■ **Problem set**
1. Reproduce the passage of the post on advertising awards starting at "Somber Tuesday." and ending at "of the time.", changing "corrugated box" to "cardboard carton".
2. Write out the rows as a JSON list of strings, one string per line and no blank lines, starting at the first row and ending at the line that contains "column 417, row 790", both included. Leave the pictures out.

■ **Page text**
◆ ◆ ◆

Tuesday, July 7, 2015

Somber Tuesday.


I spent some time last night looking at various Cannes winners. As a consequence, I also spent some time wondering if I still belong in this business.

I've written before how when I was a kid in the business (when print was much more important) I used to go through every magazine and newspaper I could get ahold of and cut out the ads I thought were good, that I thought I could learn from.

I'd throw these ads into a big corrugated box and when the big award annuals came out--the One Show and the Art Directors' Club primarily--I would compare my taste to that of the judges. I was,  I think in alignment with the poobahs of advertising, I'd say, roughly 90% of the time.

Today, I'll admit, I don't understand.

Last night I saw a Titanium-winner for a Argentinian beer brand where lost teeth were replaced with dental implants with which you could open a beer bottle. You can see that effort here. I saw an video about tattooing yourself with a different kind of hamburger than the one you usually clog your arteries with.

◆ ◆ ◆

■ **Data supplied**

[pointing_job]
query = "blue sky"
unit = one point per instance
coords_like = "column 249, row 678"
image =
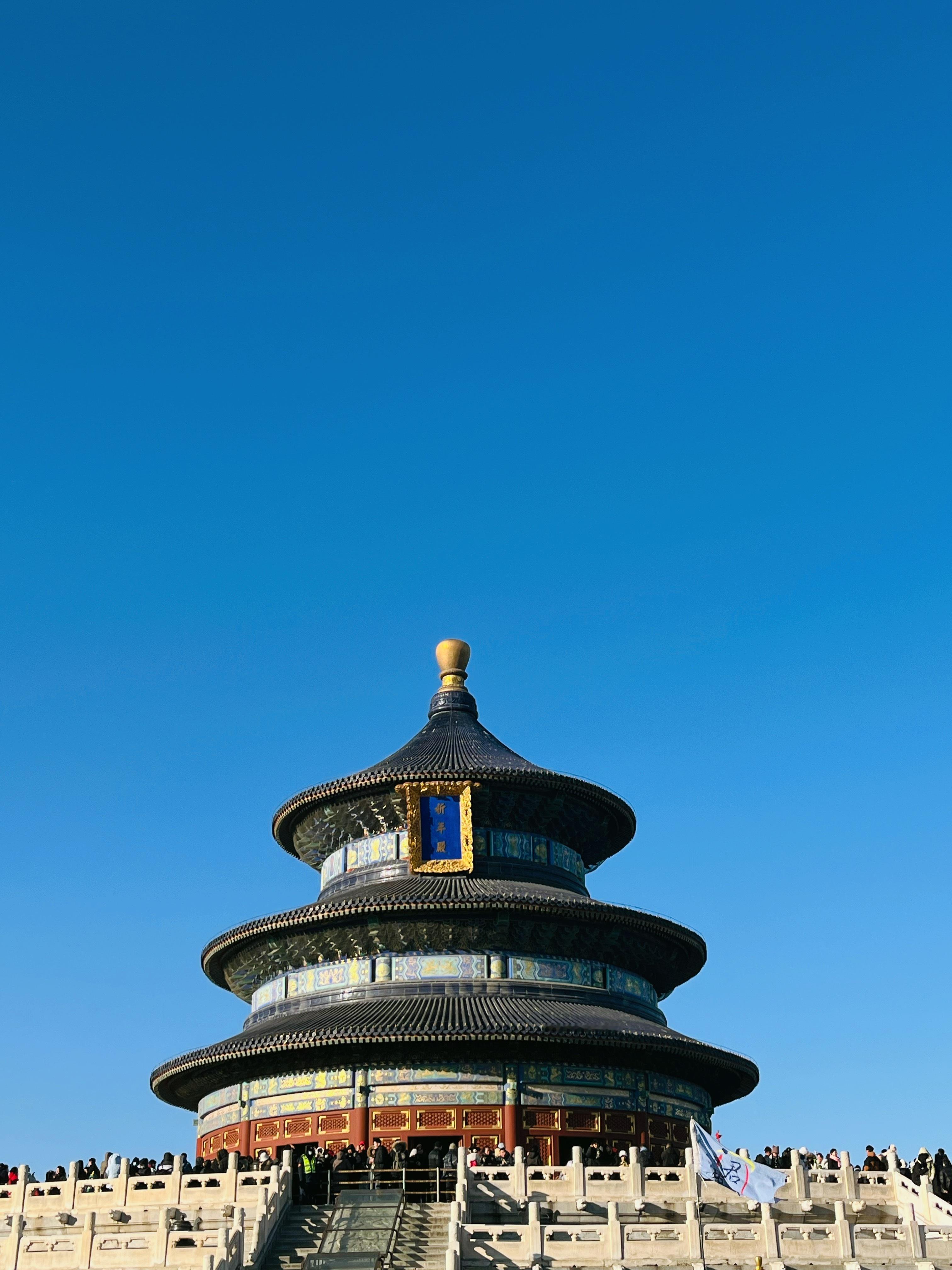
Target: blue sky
column 611, row 338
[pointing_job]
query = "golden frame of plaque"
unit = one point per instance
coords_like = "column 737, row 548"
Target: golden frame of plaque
column 417, row 790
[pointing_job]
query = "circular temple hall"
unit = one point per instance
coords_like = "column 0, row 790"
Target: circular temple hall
column 454, row 978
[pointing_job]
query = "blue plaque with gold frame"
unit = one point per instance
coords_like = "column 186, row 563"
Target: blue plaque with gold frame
column 440, row 826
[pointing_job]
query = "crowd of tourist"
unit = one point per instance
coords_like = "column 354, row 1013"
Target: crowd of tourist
column 318, row 1170
column 937, row 1169
column 140, row 1166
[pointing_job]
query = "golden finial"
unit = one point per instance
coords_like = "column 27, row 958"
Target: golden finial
column 452, row 660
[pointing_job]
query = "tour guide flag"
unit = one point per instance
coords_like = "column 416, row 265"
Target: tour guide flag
column 737, row 1173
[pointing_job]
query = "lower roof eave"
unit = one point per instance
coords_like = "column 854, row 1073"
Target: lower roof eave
column 184, row 1081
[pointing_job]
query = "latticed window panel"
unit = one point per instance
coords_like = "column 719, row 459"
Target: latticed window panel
column 436, row 1118
column 540, row 1118
column 301, row 1127
column 483, row 1118
column 393, row 1118
column 588, row 1122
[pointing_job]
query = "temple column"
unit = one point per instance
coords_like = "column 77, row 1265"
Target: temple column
column 511, row 1099
column 360, row 1117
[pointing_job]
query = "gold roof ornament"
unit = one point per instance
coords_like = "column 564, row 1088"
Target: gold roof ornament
column 452, row 660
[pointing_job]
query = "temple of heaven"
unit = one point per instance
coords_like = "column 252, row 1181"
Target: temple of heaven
column 454, row 978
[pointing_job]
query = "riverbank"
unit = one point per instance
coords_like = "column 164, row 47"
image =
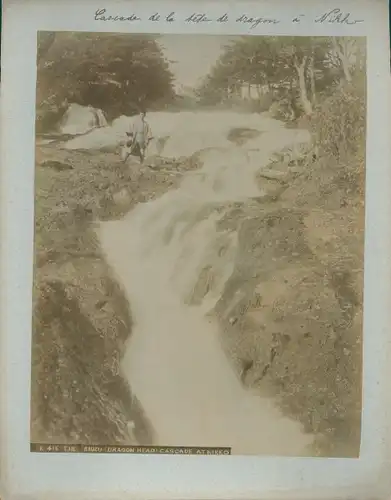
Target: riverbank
column 288, row 305
column 81, row 317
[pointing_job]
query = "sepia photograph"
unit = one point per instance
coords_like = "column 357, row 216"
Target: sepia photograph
column 199, row 244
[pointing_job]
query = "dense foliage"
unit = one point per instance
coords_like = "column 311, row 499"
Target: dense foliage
column 114, row 72
column 296, row 72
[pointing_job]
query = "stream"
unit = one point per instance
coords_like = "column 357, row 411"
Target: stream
column 174, row 361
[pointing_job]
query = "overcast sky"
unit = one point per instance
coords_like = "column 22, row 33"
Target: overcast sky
column 193, row 55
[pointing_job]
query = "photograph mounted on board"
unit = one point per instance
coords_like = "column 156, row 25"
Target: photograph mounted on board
column 199, row 244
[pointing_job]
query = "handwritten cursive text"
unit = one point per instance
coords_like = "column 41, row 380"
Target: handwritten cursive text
column 338, row 17
column 100, row 15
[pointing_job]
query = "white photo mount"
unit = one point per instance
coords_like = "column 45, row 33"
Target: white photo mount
column 36, row 476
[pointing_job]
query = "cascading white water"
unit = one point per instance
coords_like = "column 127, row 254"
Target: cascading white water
column 100, row 118
column 174, row 360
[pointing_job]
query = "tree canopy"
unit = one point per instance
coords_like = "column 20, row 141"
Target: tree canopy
column 298, row 69
column 114, row 72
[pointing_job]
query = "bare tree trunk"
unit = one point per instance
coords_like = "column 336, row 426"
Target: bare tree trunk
column 343, row 58
column 300, row 68
column 312, row 79
column 44, row 44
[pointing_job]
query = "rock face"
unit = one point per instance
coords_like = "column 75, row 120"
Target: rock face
column 81, row 119
column 291, row 312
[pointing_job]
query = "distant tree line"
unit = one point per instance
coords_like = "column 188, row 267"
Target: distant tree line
column 117, row 73
column 294, row 70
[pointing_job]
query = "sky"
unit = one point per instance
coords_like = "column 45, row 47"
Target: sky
column 194, row 55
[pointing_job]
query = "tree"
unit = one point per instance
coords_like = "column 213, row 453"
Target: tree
column 113, row 72
column 294, row 68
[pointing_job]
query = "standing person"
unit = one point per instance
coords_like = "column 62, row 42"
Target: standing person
column 140, row 136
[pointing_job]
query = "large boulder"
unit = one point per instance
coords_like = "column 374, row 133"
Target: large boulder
column 81, row 119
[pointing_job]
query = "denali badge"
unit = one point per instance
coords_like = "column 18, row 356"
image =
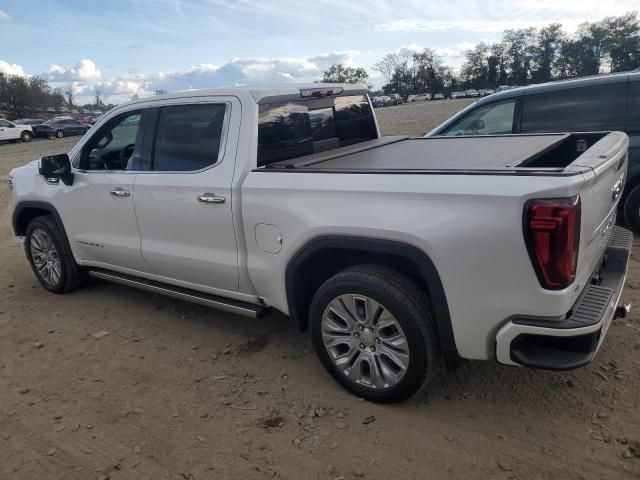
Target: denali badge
column 616, row 190
column 90, row 244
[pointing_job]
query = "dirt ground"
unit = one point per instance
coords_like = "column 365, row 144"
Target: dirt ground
column 115, row 383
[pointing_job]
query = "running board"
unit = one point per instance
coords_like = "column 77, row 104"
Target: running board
column 206, row 299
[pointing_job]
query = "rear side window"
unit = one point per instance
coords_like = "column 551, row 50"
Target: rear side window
column 633, row 110
column 583, row 109
column 492, row 119
column 188, row 137
column 293, row 129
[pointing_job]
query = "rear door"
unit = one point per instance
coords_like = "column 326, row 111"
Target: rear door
column 183, row 197
column 633, row 125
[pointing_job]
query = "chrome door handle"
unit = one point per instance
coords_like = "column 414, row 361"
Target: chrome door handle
column 119, row 192
column 210, row 198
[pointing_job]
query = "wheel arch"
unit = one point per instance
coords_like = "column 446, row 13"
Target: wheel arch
column 26, row 211
column 323, row 257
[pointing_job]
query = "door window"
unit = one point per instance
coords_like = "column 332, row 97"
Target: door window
column 633, row 111
column 493, row 119
column 112, row 147
column 583, row 109
column 188, row 137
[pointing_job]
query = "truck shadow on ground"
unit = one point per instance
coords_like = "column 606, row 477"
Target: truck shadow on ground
column 276, row 337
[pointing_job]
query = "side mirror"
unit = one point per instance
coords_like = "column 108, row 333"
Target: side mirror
column 477, row 124
column 57, row 167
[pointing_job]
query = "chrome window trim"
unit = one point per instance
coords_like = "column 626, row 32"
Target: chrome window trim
column 221, row 149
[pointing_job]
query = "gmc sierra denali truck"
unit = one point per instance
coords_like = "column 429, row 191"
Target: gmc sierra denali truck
column 399, row 255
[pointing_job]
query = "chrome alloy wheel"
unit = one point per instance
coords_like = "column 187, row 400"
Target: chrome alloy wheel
column 365, row 341
column 45, row 257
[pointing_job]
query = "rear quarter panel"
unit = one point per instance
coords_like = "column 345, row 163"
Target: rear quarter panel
column 469, row 225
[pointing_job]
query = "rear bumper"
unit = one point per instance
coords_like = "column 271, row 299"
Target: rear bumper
column 572, row 340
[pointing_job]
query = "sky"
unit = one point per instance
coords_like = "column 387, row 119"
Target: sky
column 133, row 47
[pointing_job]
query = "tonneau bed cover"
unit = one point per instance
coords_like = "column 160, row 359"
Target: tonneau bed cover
column 550, row 153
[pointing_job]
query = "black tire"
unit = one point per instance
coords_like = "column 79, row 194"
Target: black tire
column 631, row 209
column 411, row 308
column 72, row 276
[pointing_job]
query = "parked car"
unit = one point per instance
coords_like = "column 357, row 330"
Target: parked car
column 387, row 100
column 397, row 99
column 604, row 102
column 60, row 128
column 503, row 267
column 28, row 121
column 11, row 132
column 421, row 97
column 377, row 102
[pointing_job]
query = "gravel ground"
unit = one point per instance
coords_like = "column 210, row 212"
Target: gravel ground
column 115, row 383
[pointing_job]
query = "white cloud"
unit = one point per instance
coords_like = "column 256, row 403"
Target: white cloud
column 237, row 71
column 497, row 15
column 85, row 70
column 12, row 69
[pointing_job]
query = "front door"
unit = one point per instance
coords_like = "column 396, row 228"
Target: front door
column 183, row 202
column 7, row 130
column 98, row 208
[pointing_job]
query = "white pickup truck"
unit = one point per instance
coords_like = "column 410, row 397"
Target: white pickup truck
column 399, row 255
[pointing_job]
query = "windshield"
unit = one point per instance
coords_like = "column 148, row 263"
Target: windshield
column 293, row 129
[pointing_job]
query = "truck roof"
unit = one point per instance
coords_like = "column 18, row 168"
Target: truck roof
column 260, row 93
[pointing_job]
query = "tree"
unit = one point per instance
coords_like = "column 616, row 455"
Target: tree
column 338, row 73
column 69, row 94
column 546, row 53
column 622, row 42
column 519, row 52
column 97, row 93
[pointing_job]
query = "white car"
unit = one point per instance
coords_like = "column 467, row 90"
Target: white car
column 399, row 255
column 422, row 97
column 11, row 132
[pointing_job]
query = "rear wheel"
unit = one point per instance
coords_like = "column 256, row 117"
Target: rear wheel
column 631, row 209
column 50, row 256
column 372, row 329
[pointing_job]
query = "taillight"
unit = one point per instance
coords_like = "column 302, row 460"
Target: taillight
column 552, row 234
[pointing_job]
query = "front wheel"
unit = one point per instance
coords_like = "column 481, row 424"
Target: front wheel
column 50, row 256
column 631, row 209
column 372, row 329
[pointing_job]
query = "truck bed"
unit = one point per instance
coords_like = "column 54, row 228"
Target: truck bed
column 550, row 153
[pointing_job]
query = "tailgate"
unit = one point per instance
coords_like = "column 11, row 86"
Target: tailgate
column 604, row 167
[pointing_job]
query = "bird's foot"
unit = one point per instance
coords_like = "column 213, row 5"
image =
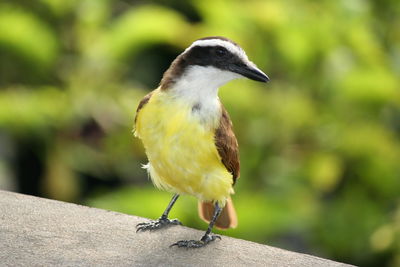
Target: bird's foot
column 157, row 224
column 196, row 243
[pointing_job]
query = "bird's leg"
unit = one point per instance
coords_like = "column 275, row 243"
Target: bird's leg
column 207, row 237
column 162, row 221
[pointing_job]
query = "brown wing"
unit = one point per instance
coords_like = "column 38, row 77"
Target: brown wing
column 227, row 145
column 142, row 103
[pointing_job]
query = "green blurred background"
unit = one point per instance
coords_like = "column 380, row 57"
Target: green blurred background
column 320, row 144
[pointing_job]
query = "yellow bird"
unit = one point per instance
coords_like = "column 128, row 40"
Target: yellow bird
column 188, row 136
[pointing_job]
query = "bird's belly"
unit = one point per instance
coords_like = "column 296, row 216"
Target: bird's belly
column 182, row 154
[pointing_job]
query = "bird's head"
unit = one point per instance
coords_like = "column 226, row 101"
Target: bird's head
column 211, row 62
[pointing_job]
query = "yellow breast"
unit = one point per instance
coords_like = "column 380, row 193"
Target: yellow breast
column 181, row 150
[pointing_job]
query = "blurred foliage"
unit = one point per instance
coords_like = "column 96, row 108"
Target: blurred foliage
column 320, row 144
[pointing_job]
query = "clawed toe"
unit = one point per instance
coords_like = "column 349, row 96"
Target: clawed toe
column 196, row 243
column 156, row 224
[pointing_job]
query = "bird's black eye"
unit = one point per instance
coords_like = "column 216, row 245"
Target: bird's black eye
column 221, row 51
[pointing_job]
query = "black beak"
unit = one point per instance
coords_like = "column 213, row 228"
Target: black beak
column 251, row 72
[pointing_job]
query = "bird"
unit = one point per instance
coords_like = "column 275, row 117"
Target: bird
column 188, row 135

◆ ◆ ◆

■ **Answers to the problems**
1.
Somber Tuesday.


I spent some time last night looking at various Cannes winners. As a consequence, I also spent some time wondering if I still belong in this business.

I've written before how when I was a kid in the business (when print was much more important) I used to go through every magazine and newspaper I could get ahold of and cut out the ads I thought were good, that I thought I could learn from.

I'd throw these ads into a big cardboard carton and when the big award annuals came out--the One Show and the Art Directors' Club primarily--I would compare my taste to that of the judges. I was,  I think in alignment with the poobahs of advertising, I'd say, roughly 90% of the time.

2.
[
  "[pointing_job]",
  "query = \"blue sky\"",
  "unit = one point per instance",
  "coords_like = \"column 249, row 678\"",
  "image =",
  "Target: blue sky",
  "column 611, row 338",
  "[pointing_job]",
  "query = \"golden frame of plaque\"",
  "unit = one point per instance",
  "coords_like = \"column 737, row 548\"",
  "Target: golden frame of plaque",
  "column 417, row 790"
]